PROBLEM TO SOLVE
Please revise the material below by changing each "Flashcard Prompt" to "Study Card", leaving everything else unchanged.

================================

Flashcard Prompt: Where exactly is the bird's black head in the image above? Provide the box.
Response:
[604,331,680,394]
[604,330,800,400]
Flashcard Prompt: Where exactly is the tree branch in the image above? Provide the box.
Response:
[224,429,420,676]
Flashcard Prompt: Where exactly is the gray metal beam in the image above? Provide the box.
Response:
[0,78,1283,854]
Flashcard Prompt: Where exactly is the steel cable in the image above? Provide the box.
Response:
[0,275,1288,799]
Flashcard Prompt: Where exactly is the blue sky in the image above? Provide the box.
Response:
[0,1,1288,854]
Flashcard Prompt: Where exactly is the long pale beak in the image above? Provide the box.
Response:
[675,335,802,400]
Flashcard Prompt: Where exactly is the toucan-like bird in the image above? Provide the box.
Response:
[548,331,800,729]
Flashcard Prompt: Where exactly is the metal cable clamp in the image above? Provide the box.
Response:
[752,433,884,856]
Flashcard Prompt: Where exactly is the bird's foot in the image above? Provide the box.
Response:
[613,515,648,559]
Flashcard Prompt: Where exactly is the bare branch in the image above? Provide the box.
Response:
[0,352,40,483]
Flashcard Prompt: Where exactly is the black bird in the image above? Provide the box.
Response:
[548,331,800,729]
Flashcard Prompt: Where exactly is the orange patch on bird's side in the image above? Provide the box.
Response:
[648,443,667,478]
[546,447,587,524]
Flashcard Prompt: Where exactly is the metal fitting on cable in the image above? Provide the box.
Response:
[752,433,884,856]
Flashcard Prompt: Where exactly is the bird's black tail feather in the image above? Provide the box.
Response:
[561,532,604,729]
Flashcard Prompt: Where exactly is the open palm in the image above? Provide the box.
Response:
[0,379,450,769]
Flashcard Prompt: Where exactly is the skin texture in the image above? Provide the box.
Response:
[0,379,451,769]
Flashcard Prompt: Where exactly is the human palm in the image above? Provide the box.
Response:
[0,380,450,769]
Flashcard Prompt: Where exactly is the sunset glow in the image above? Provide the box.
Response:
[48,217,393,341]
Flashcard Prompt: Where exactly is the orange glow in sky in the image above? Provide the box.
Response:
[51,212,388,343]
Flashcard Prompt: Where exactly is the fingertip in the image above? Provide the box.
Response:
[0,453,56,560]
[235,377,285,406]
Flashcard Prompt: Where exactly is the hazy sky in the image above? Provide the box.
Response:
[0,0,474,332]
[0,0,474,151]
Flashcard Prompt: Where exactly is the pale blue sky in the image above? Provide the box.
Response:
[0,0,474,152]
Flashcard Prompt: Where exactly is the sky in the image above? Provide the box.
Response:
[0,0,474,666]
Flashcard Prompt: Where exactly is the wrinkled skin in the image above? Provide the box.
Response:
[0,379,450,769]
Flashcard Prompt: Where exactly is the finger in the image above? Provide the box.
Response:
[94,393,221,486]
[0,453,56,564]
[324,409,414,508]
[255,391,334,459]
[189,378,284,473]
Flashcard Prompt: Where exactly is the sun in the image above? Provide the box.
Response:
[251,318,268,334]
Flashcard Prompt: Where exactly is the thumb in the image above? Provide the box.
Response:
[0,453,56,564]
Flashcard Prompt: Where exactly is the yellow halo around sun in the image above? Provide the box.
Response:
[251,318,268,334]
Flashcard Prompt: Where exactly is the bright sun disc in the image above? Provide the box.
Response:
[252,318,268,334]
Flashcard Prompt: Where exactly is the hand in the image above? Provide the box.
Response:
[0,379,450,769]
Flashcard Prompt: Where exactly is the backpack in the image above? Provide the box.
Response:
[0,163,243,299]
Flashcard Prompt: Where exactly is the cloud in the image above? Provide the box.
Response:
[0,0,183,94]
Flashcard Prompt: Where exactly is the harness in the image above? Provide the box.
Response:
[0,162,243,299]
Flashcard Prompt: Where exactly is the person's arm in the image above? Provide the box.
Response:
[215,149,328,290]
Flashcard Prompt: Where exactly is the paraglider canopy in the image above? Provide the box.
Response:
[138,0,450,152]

================================

FINISHED ANSWER
Study Card: Where exactly is the bird's black head in the image above? Provide the box.
Response:
[604,331,680,394]
[604,330,800,400]
Study Card: Where exactly is the tree branch in the image above? Provide the box.
Response:
[224,429,420,676]
Study Card: Where exactly is the gray metal beam in the image above? Provide the box.
Response:
[0,78,1283,854]
Study Card: Where exactly is the steel cable in the image above? Provide the box.
Response:
[0,275,1288,799]
Study Card: Where exactly is the blue sky in the image above? Provide the box.
Response:
[0,1,1288,854]
Study Card: Where exactly is the long pale beak in the image above? Provide the box.
Response:
[675,335,802,400]
Study Card: Where exactly is the toucan-like bird in the image above? Provide the box.
Response:
[548,331,800,729]
Study Card: Where exactly is the metal cable clamp in the image above? Provide the box.
Response:
[752,433,884,856]
Study Card: Where exactly is the bird's foot in the image above? Provide the box.
Response:
[613,515,648,559]
Study Card: Where exactly is the bare branch in the image above? Provide the box.
Response:
[0,352,40,483]
Study Card: Where exactly is the black bird in the image above? Provide the box.
Response:
[548,331,800,729]
Study Card: Where exactly is the orange patch on bird's side in the image above? Provide the box.
Response:
[648,443,667,478]
[546,447,587,524]
Study Card: Where exactly is the metal fitting on cable in the image above? Provide the box.
Response:
[752,433,884,856]
Study Card: Where exactly is the bird's black tail feather in the image above? Provide the box.
Response:
[561,532,604,729]
Study Card: Where exactly is the open palm in the image above? Provide the box.
Response:
[0,379,450,769]
Study Card: Where exactly is the skin texture in the image above? Provide the box.
Response:
[0,379,451,769]
Study Card: Where exactly is the human palm in the image above? Provide the box.
Response:
[0,380,450,769]
Study Card: Where exactly is the sunset glow in the image above? Provide the box.
Response:
[48,217,393,341]
Study Card: Where exactly is the orange glow in sky in the image above? Provide the box.
Response:
[51,212,388,343]
Study Card: Where exactly is the fingertip in the image above? Provide the box.
Response:
[0,453,56,560]
[235,377,285,406]
Study Card: Where exactly is the hazy sky in the image above? Provide the box.
Response:
[0,0,474,332]
[0,0,474,151]
Study Card: Where exactly is the pale blue sky in the image above? Provide the box.
Response:
[0,0,474,152]
Study Card: Where exactly is the sky in the image above? Provide the box.
Response:
[0,0,474,666]
Study Card: Where exactly is the wrinkled skin in the image above? Provide the box.
Response:
[0,379,450,769]
Study Card: Where exactly is the finger in the image above? Provide the box.
Response:
[94,393,221,486]
[0,453,56,564]
[324,409,414,508]
[255,391,334,459]
[189,378,284,473]
Study Card: Where exactly is the sun in the image above? Provide the box.
Response:
[251,318,268,334]
Study Card: Where exactly is the thumb in the image above? Provide the box.
Response:
[0,453,56,564]
Study Card: Where exactly is the yellow halo around sun in the image above? Provide the box.
Response:
[251,318,268,334]
Study Card: Where exactly is the bright sun disc in the image above? Provide the box.
Response:
[252,318,268,334]
Study Card: Where exactly is the hand in the image above? Provide the box.
Response:
[0,379,450,769]
Study Card: Where exactly is the backpack in the image above? Provide the box.
Response:
[0,163,243,299]
Study Card: Where exactly is the cloud in the image above? Provide the box.
Response:
[0,0,183,94]
Study Card: Where exactly is the harness in the image above? Provide the box.
Response:
[0,162,243,299]
Study Card: Where exactly is the person's arm in the image above? Provide the box.
Response:
[215,149,328,290]
Study Card: Where exactly is the paraglider canopy in the image above? Provide the box.
Response:
[138,0,450,152]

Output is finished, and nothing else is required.